- **WHAT YOU WILL DO**
Report the count of lines with "cloud" in the data below, and no other words.

= Beginning of Section =

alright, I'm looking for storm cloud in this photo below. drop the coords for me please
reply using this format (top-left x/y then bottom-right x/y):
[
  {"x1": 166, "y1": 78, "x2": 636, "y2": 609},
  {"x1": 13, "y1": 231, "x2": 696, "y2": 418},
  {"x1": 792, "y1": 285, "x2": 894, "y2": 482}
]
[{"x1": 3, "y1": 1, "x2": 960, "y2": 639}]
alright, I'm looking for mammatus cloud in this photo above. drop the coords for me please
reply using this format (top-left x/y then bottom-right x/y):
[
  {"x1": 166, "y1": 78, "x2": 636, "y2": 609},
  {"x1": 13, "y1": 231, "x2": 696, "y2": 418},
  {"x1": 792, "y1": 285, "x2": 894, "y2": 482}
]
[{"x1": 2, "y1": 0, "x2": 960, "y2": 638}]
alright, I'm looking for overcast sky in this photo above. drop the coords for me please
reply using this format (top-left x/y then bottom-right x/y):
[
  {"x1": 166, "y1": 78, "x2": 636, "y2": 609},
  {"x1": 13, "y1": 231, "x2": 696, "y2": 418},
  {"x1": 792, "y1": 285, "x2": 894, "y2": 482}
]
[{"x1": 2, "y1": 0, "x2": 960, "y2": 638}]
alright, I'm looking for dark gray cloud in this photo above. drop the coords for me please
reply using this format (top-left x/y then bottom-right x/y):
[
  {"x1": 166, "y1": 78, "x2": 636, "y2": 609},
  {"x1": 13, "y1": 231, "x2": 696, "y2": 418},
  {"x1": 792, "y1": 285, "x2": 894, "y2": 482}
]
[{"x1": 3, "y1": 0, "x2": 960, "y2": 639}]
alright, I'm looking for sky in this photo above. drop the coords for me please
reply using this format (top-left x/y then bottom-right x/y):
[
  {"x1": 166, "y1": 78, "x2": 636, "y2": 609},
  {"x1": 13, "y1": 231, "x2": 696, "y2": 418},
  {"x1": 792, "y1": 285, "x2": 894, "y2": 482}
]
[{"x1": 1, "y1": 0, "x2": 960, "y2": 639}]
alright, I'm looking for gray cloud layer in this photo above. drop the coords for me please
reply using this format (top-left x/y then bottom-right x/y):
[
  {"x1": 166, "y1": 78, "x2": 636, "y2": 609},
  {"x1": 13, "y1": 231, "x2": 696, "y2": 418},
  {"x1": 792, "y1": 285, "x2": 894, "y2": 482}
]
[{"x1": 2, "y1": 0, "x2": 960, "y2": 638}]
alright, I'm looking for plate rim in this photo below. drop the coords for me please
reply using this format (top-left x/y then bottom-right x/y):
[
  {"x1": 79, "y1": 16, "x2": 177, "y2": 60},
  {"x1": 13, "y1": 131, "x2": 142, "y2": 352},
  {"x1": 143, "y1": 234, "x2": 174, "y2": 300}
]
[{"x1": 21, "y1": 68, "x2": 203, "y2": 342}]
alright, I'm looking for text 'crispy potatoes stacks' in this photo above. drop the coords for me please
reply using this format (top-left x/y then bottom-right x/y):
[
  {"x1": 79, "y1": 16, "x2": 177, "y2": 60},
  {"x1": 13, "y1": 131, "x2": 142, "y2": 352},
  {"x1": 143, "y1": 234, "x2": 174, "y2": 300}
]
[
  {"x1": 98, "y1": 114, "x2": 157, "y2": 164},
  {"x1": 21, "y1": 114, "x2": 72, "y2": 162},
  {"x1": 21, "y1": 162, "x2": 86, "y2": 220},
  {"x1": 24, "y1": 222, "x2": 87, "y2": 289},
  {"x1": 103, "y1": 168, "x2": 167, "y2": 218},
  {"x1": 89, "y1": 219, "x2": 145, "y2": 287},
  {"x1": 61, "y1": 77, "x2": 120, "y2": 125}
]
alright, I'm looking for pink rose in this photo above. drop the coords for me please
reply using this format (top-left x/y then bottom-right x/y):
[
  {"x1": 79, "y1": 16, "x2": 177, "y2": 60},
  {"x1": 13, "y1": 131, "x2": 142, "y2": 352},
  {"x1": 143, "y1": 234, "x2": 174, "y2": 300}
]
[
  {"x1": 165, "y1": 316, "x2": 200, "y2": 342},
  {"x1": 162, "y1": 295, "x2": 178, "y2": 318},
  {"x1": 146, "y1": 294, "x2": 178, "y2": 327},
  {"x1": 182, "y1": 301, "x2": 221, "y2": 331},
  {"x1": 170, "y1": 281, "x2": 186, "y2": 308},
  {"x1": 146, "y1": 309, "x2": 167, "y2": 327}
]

= End of Section =

- **ANSWER SECTION**
4